- _Problem statement_
Recast the material from its start through the line containing "(231, 246), (313, 283)", inclusive, as a two-column CSV with the headers input and output. Give one row pairing each input with its output, and put each value in a quoted field with line breaks replaced by spaces.

- _Data provided_
--- start ---

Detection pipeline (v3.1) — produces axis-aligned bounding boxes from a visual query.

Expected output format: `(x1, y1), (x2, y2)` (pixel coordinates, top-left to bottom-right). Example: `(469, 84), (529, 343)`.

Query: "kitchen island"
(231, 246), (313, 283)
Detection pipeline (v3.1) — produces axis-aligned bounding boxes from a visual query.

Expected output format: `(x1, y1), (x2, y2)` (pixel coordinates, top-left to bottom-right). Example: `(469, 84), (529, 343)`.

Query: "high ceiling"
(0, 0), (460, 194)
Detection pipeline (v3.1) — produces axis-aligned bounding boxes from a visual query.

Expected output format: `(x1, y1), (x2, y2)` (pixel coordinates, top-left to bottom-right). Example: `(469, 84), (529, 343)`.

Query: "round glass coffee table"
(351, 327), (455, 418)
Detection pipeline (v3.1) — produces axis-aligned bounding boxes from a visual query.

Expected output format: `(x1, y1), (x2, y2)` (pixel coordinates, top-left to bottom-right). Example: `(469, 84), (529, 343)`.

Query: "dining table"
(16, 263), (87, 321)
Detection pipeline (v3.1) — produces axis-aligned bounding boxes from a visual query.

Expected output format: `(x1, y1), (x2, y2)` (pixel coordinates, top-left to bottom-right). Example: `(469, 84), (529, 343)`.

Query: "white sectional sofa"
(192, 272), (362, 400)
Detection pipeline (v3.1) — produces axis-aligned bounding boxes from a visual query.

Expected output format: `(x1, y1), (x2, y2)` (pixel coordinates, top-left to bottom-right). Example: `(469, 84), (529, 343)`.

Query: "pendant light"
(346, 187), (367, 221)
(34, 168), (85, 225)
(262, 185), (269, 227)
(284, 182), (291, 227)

--- end ---

- _Completed task_
input,output
"Detection pipeline (v3.1) — produces axis-aligned bounding boxes from a visual query. Expected output format: `(x1, y1), (x2, y2)` (pixel coordinates, top-left to bottom-right). Example: `(469, 84), (529, 343)`. Query: ""kitchen island""","(231, 246), (313, 283)"